*Exercise aim:* Rewrite the listing below with "screen-description tool" swapped for "alt-text generator" wherever it occurs, keeping every other line the same.

(Object detection data)

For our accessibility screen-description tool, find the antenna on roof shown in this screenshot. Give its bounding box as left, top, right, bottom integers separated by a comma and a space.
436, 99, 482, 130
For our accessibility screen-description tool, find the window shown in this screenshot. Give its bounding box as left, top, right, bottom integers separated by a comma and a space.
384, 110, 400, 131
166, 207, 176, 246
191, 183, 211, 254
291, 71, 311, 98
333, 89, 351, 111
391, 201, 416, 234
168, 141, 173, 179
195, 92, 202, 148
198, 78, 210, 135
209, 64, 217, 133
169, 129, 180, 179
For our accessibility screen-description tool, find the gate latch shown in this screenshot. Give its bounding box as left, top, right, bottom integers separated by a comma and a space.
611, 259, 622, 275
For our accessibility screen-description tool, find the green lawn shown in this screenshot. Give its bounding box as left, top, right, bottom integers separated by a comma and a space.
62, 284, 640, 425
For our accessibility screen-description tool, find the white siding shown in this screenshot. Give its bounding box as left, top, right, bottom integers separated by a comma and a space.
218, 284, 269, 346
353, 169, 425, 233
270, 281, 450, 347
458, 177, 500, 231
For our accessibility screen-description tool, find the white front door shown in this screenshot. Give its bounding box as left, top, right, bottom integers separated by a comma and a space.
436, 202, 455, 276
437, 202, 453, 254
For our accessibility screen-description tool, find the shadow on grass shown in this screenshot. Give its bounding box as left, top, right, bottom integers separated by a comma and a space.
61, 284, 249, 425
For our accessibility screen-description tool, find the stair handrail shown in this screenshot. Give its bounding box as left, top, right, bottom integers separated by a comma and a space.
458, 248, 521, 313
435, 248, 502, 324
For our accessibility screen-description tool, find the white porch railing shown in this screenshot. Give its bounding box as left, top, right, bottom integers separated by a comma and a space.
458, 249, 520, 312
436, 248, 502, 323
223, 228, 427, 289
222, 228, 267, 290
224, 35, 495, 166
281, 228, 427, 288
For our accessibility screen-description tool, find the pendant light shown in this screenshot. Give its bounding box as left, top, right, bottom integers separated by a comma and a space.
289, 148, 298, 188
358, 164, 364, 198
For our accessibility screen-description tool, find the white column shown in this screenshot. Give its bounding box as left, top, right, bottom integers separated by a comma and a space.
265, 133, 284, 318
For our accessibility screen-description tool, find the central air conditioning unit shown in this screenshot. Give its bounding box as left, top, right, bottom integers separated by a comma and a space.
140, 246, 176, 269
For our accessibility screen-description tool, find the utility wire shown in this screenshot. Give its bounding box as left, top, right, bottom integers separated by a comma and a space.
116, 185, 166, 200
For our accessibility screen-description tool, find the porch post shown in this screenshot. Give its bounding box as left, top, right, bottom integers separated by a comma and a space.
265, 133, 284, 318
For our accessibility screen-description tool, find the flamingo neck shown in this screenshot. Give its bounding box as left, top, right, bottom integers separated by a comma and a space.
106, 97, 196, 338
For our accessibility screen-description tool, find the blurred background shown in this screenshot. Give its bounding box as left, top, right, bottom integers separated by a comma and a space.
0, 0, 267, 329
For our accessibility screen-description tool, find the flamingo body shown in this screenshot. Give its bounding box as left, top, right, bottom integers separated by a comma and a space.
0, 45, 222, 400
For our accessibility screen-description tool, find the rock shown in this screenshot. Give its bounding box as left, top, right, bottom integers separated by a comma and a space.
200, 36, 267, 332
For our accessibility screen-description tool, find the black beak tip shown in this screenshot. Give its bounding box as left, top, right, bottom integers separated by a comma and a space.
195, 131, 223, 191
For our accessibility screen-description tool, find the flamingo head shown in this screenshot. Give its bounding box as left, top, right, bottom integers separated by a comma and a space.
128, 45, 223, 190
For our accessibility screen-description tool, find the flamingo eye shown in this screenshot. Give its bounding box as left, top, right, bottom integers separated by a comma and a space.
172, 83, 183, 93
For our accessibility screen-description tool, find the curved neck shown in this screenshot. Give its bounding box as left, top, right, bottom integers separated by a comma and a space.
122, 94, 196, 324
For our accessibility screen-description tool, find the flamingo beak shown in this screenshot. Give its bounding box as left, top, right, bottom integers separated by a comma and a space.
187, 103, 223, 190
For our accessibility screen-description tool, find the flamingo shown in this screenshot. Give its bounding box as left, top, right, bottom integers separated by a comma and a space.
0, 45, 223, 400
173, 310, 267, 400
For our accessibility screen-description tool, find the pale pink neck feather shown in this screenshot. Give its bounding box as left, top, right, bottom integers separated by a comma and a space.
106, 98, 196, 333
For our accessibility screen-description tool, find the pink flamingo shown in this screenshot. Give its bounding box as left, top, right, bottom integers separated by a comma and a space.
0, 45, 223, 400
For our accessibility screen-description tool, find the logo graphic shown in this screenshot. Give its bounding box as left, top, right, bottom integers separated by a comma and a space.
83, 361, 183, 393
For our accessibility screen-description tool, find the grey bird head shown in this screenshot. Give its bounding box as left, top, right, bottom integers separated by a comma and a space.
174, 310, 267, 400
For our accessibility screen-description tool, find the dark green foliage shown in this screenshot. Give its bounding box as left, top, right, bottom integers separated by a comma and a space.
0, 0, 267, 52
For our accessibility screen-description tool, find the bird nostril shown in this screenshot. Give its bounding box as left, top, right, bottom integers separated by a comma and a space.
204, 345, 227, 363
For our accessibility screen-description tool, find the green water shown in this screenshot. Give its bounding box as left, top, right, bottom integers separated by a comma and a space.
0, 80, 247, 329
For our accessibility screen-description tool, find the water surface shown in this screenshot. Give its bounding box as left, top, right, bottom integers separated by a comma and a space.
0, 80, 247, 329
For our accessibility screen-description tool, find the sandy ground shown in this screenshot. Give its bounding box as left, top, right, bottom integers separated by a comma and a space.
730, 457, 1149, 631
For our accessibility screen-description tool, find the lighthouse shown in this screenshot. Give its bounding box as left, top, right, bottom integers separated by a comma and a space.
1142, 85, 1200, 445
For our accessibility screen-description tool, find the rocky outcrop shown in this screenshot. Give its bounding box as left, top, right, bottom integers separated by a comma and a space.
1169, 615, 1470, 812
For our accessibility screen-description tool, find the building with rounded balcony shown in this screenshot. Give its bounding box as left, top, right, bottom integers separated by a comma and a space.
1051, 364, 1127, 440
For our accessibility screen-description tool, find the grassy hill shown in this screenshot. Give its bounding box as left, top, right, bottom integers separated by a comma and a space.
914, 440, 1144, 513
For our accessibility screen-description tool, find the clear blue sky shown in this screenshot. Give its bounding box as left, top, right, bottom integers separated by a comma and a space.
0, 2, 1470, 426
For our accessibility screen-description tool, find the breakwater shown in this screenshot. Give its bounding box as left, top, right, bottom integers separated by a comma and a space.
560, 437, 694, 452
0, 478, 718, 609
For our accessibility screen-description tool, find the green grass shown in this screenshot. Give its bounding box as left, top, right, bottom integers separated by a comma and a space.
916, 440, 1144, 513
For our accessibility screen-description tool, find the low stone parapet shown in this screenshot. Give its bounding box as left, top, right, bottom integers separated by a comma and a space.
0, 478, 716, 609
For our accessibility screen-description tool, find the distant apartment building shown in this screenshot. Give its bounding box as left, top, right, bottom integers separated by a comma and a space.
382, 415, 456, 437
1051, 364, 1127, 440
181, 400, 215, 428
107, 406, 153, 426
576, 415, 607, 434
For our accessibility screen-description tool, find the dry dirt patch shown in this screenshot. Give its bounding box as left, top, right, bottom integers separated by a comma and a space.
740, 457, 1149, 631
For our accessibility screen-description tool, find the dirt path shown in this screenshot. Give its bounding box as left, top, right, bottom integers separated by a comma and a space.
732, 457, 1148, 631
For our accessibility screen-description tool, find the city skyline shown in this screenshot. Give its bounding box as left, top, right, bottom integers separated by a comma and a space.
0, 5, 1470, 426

*Problem solution:*
For our accessibility alt-text generator, find the antenna on roof shown in this screenshot. Give its bounding box as left, top, right, bottom integers separated by a comma and a space.
436, 99, 482, 130
For our accessibility alt-text generator, find the window shown in this screenshot. Give its bounding box as left, top, right, bottom integers separated by a comma and a space.
384, 110, 400, 131
166, 207, 176, 246
191, 183, 211, 254
291, 71, 311, 98
333, 89, 351, 111
391, 201, 416, 234
168, 141, 173, 179
195, 92, 202, 148
198, 78, 210, 135
209, 64, 217, 133
169, 129, 180, 179
For our accessibility alt-text generator, find the gate latch shown in this screenshot. Give its bounding box as left, top, right, bottom integers separated by a comma and a space.
611, 259, 622, 275
For our accessibility alt-text generator, find the green lawn shown in this screenshot. Give its bounding box as left, top, right, bottom integers separated by a comma and a space.
62, 284, 640, 425
For our accessibility alt-text generator, find the white siding shown in this screenshot. Give its bounding box as left, top, right, bottom integers separated by a comma and a space.
218, 284, 269, 346
353, 169, 425, 233
270, 281, 450, 347
458, 177, 500, 231
For our accessibility alt-text generator, find the white front door shown in this screenshot. Give its bounding box as left, top, right, bottom integers separated by a comma and a space.
436, 202, 455, 276
437, 202, 453, 254
For our accessibility alt-text generator, find the shadow on grass shown in this screenshot. Give its bounding box as left, top, right, bottom integers separated by a comma and a space.
61, 284, 249, 425
For our accessibility alt-text generator, find the stair handrail shown in this screenshot. Give its bounding box as left, top, right, bottom integers separated by a comma and a space.
458, 248, 521, 313
435, 248, 502, 324
For our accessibility alt-text generator, find the white porch railing shown in this screenshot. Give its bounding box as left, top, right, bottom integers separated by a comma and a space.
458, 249, 520, 312
436, 248, 502, 323
223, 228, 427, 289
222, 228, 267, 290
224, 35, 495, 166
281, 228, 427, 288
For our accessibility alt-text generator, find the pendant light shown in this screenshot. Give its bounding box as left, top, right, bottom integers separated by a comma and a space.
289, 148, 298, 188
358, 164, 364, 198
For our accessibility alt-text generator, find the white column shown in this screenshot. Give its bounding box as left, top, right, bottom integers separated by a comma and a space.
265, 133, 284, 318
For our accessibility alt-text generator, find the central air conditioning unit shown in this screenshot. Give its bounding box as left, top, right, bottom integers separated by a comma and a space.
140, 246, 176, 269
For our accessibility alt-text generator, find the utility wire shown in this screenshot. Give its bounding box as left, top, right, bottom integers separated by a comma and a space.
116, 185, 166, 200
For our accessibility alt-text generator, find the porch post shown in this screenshot. Give its bounding box as left, top, right, bottom integers separated by a comma and a space.
265, 133, 284, 318
For our accessibility alt-text generator, find the flamingo neck shown in this screenshot. Give its bounding box as left, top, right, bottom integers separated by a comma and a space.
106, 97, 196, 338
For our accessibility alt-text generator, find the blurred background shown in this screenshot. Give its bounding box as left, top, right, bottom integers separated by a comma and a space.
0, 0, 267, 329
For our accessibility alt-text generator, find the flamingo body shown in this screenshot. Give its bounding box as left, top, right, bottom integers separated by a comma and a space.
0, 45, 222, 400
For our accessibility alt-text generator, find the rock shown in this screenshot. Give its bounding box as left, top, right, bottom integers separated by a comma and a space.
200, 36, 267, 332
For our accessibility alt-text generator, find the black beak tip shown in this screenshot. Give its bounding box as left, top, right, bottom integers separated by a comma and a space.
195, 131, 223, 191
For our accessibility alt-text generator, find the flamingo head shown in this screenshot. Give its bounding box as left, top, right, bottom integers separated by a comma and a space.
128, 45, 223, 190
For our accessibility alt-text generator, find the flamingo eye shown in this screenshot. Give its bounding box as left, top, right, bottom integers separated by a comma and a space.
172, 83, 183, 93
For our accessibility alt-text generator, find the curved neck shown in this screenshot. Give its bounding box as left, top, right, bottom integers separated by a comma and a space.
122, 94, 196, 324
For our accessibility alt-text generator, find the flamingo beak shown in this screenshot. Give its bounding box as left, top, right, bottom integers separated by a comma and a space.
187, 103, 223, 190
For our accessibility alt-text generator, find the flamingo shown in this screenshot. Give its bounding box as left, top, right, bottom integers separated by a comma and a space.
0, 45, 223, 400
173, 310, 267, 400
For our accessibility alt-text generator, find the pale pink neck feather shown in this screenshot. Give its bounding box as left, top, right, bottom integers separated by a comma and a space.
106, 98, 196, 333
For our accessibility alt-text generator, find the pink flamingo shown in this screenshot. Give its bounding box as left, top, right, bottom integers separated by a comma and a space.
0, 45, 223, 400
For our accessibility alt-text generator, find the logo graphic shown in this screenshot. Give its bounding box as left, top, right, bottom integers separated by a comma and a space.
83, 361, 183, 393
For our accessibility alt-text generator, find the grey bird head shown in this screenshot. Give its bounding box as left, top, right, bottom integers separated by a comma and a space.
174, 310, 267, 400
For our accessibility alt-text generator, find the dark green foliage shown in this screenshot. Give its bounding box as left, top, right, bottom integers separated by a comma and a space.
0, 0, 267, 52
For our accessibility alt-text generator, find the bird nostril shown in this screenshot. Give its bounding box as left, top, right, bottom integers separated by a comma and a space.
204, 345, 227, 363
For our accessibility alt-text generator, find the green water shown in this screenshot. Give its bounding box as left, top, right, bottom integers separated by a comma and a space.
0, 80, 247, 329
For our accessibility alt-text generator, find the water surface shown in this screenshot. Give its bounding box as left, top, right, bottom integers separated by a comma and a space.
0, 80, 247, 329
For our accessibility alt-text generator, find the sandy ground shown in this screenshot. Give its bounding box as left, top, right, bottom integers separated by a comma and a space.
730, 457, 1149, 631
For our accessibility alt-text generator, find the lighthouse shown in this screenshot. Give its bounding box as left, top, right, bottom integers separated by a comma and a space.
1142, 85, 1200, 445
For our accessibility alt-text generator, find the rocky outcrop shown in this screenshot. Give its bounding box as left, top, right, bottom integers separated by a comma and a space.
1169, 615, 1470, 812
For our accessibility alt-text generator, find the building with rounded balcony shown in this screenshot. Give its bounding box as left, top, right, bottom integers separated by a comma and a space.
1051, 364, 1127, 440
For our accessibility alt-text generator, find the grassy hill shown in this screenshot. Give its bounding box as left, top, right, bottom integers separated by a comma and a space.
914, 440, 1144, 513
For our accessibility alt-text generator, find the clear blue sky shown in this screenshot. Give its bounding box as left, top, right, bottom integers separated by a comma and a space.
0, 2, 1470, 426
For our accessibility alt-text generator, find the breakwater shown in this screenshot. Give its bounding box as left, top, right, bottom integers separated by a comma and a space.
560, 437, 694, 452
0, 478, 718, 609
For our accessibility alt-text generator, find the green grass shown in this screenshot. Give its bounding box as left, top, right, bottom integers separated by a comma and a space.
916, 440, 1144, 513
For our accessibility alt-text generator, find the low stone parapet shown in this screenshot. Give its bounding box as left, top, right, bottom integers separated by a comma and a space.
0, 478, 716, 609
For our accessibility alt-text generator, find the distant apartment building shown in this screenshot. Give its bounding box as left, top, right, bottom integers separated by a comma and a space.
382, 415, 456, 437
1051, 364, 1127, 440
181, 400, 215, 428
107, 406, 153, 426
576, 415, 607, 434
For our accessibility alt-text generator, find the dry dirt patch shown in this screenshot. Give its bounding box as left, top, right, bottom integers separated by a comma and a space.
740, 457, 1149, 631
For our accessibility alt-text generator, find the dirt path shown in this screenshot. Give its bounding box as left, top, right, bottom integers separated by a comma and a space.
732, 457, 1148, 631
For our accessibility alt-text generator, find the city skyline shown in this screenshot. Give its bounding box as left, top, right, bottom integers separated by a comma and a space.
0, 5, 1470, 426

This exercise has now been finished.